§ **STORED ROWS**:

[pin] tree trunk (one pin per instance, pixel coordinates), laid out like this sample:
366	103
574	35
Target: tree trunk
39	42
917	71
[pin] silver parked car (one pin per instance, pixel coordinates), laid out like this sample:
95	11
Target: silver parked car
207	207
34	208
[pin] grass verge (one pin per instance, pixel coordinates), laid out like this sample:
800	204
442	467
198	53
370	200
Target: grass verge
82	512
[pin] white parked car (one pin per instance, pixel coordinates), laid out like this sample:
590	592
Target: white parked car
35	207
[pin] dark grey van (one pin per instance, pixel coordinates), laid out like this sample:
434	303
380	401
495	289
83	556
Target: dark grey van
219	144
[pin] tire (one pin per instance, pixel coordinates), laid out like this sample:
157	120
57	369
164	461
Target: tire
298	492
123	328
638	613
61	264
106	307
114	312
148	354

§ **GOAL OF THE EXERCISE**: Reproduce all of the material above line for line, with no changes.

§ **WRITTEN SOLUTION**:
[pin] tree trunk (one pin per instance, pixel coordinates), laid out like this sample:
366	103
574	35
Target: tree trunk
39	42
917	71
[pin] silver parked car (one pin per instance, pixel coordinates), laid out like this sample:
95	11
Target: silver parked car
207	207
34	208
[pin] grass verge (one pin per instance, pixel coordinates), laid out like this sample:
800	204
442	467
198	53
370	200
Target: grass verge
82	512
[pin] white parked car (one pin per instance, pixel coordinates), laid out like this sample:
590	592
Target: white parked car
35	207
[pin] dark grey van (one pin per instance, pixel coordinates), laid out like this sample:
434	303
380	401
495	289
83	556
Target: dark grey van
219	144
[pin] tire (one pin per instance, pixel coordinates), laid out like this sample:
157	120
57	369
164	461
Target: tire
298	492
123	328
638	613
61	264
106	307
114	312
148	354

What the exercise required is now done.